_THE PROBLEM_
Gather every line below that contains the string "green" and copy each of those lines out in full. Case counts when matching.

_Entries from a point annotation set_

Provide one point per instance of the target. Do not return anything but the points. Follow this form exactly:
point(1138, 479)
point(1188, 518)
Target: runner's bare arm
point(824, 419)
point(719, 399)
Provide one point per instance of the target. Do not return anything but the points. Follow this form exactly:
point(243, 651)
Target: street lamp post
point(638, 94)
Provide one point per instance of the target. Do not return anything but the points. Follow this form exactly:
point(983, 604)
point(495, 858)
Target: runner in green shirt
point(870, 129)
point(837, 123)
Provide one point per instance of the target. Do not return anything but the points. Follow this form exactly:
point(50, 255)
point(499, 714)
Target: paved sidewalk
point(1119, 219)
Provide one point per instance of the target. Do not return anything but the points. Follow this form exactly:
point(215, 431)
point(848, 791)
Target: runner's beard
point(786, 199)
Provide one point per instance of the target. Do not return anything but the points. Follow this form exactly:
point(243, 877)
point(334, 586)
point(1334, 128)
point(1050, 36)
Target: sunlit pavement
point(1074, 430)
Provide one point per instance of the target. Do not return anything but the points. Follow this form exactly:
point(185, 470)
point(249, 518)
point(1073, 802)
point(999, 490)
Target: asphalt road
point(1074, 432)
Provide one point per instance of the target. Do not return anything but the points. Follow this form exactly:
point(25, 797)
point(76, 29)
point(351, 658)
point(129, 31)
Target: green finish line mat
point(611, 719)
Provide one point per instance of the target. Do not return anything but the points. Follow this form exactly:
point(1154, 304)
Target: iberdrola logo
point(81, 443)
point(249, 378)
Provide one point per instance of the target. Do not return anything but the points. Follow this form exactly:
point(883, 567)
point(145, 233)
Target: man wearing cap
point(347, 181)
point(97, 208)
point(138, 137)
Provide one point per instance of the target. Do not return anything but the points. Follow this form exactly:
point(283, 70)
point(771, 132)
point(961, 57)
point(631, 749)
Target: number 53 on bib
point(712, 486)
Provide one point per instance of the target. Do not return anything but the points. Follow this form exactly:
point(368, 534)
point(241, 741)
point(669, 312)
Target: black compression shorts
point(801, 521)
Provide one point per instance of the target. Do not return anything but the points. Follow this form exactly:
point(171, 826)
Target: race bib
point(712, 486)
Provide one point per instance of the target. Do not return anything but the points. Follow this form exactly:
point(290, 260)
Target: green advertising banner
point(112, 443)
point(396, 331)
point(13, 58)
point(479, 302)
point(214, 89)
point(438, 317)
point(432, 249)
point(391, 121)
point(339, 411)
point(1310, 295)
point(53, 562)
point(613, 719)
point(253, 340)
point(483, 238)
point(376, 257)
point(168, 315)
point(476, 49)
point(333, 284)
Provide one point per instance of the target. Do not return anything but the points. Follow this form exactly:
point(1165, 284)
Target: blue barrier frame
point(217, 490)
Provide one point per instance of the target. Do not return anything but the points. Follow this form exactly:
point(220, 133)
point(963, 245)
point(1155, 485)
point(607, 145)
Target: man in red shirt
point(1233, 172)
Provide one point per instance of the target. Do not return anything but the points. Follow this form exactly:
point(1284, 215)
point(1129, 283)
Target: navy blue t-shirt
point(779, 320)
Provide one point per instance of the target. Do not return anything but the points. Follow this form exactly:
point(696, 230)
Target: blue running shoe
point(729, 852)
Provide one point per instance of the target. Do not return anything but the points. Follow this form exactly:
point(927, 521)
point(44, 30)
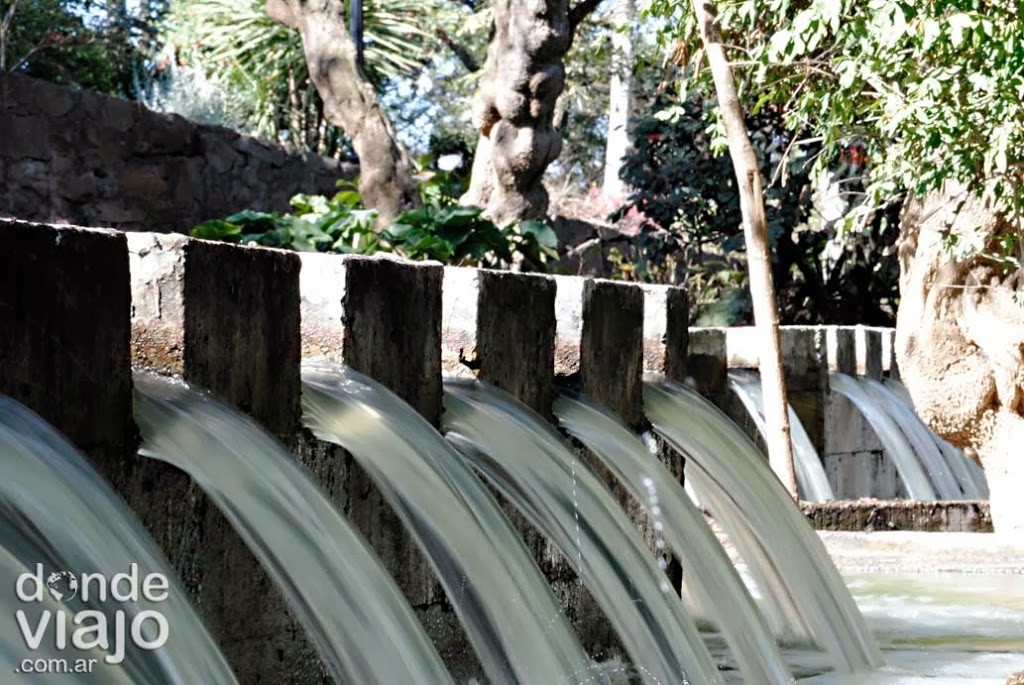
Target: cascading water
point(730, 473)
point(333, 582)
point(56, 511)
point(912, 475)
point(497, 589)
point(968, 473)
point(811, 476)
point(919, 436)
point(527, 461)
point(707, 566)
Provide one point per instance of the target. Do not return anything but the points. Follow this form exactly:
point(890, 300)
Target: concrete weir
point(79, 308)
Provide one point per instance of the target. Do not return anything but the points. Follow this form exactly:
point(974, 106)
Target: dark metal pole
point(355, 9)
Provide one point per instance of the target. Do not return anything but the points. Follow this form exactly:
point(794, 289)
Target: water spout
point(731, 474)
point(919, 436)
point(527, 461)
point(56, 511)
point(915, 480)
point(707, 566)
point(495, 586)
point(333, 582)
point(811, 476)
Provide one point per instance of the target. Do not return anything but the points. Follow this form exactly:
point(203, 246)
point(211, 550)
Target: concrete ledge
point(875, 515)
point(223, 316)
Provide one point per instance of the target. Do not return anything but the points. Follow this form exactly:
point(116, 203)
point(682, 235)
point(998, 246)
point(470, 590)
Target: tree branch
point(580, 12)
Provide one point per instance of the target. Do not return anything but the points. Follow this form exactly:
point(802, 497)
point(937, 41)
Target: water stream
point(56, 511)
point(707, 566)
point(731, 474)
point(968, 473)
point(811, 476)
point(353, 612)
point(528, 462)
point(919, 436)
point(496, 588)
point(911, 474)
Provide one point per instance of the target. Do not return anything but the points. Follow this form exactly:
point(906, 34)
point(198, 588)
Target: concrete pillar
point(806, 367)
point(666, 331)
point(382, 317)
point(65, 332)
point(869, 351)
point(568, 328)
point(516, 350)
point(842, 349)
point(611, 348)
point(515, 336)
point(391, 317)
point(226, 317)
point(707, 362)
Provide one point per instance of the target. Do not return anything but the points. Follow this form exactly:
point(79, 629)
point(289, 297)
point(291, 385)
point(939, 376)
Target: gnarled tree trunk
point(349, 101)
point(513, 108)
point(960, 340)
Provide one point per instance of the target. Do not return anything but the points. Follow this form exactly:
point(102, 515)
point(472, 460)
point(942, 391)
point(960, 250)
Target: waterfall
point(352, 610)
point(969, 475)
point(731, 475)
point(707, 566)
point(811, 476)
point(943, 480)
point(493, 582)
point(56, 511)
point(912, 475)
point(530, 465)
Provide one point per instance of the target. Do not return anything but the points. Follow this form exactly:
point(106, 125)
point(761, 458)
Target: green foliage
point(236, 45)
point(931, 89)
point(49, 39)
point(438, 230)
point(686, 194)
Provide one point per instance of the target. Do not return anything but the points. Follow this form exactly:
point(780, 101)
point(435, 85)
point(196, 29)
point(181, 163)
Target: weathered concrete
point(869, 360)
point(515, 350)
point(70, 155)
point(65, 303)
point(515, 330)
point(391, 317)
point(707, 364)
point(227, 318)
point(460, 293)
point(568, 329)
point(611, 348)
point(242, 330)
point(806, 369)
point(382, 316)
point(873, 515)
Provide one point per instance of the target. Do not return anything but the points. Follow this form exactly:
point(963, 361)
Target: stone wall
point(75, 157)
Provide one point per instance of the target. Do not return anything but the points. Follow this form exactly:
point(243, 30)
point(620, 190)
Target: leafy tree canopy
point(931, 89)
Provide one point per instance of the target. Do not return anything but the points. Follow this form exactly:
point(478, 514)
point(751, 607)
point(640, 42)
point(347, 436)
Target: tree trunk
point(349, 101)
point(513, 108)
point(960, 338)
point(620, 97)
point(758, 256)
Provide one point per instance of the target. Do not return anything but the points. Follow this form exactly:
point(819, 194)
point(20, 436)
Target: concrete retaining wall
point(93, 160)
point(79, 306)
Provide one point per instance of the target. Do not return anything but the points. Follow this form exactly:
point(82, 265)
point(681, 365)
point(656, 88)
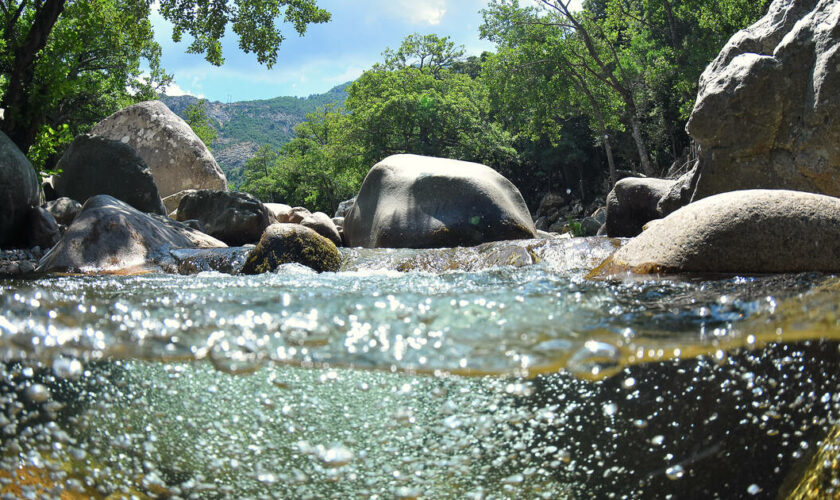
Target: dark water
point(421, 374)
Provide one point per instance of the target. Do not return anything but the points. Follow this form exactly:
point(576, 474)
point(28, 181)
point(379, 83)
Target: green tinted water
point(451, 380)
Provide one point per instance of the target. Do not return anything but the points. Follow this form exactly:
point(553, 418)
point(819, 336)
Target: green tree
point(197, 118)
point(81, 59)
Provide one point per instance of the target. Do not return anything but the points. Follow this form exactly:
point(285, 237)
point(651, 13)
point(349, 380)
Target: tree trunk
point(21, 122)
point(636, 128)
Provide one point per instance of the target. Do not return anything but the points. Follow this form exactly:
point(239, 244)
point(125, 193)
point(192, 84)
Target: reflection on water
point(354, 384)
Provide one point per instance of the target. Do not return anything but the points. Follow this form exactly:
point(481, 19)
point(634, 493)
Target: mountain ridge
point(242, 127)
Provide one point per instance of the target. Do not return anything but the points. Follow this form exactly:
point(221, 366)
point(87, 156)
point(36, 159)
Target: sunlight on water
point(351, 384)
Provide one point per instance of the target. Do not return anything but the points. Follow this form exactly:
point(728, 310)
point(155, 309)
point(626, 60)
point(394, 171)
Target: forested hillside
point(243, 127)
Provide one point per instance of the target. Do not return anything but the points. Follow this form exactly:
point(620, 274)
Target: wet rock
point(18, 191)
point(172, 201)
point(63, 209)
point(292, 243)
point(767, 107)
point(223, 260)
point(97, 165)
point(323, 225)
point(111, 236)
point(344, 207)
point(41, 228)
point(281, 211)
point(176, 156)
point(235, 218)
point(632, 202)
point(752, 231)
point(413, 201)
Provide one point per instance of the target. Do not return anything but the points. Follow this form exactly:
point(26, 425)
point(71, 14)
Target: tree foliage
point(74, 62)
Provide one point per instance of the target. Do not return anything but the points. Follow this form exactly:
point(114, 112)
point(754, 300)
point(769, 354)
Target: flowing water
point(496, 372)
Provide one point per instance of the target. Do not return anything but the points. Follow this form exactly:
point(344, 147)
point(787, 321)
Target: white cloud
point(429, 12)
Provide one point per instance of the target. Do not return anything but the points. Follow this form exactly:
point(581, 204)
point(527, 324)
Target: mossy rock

_ANSWER BELOW_
Target: runner in green shirt
Target: green finish line mat
Target: green advertising banner
Target: green foliage
Target: green tinted water
Target: green tree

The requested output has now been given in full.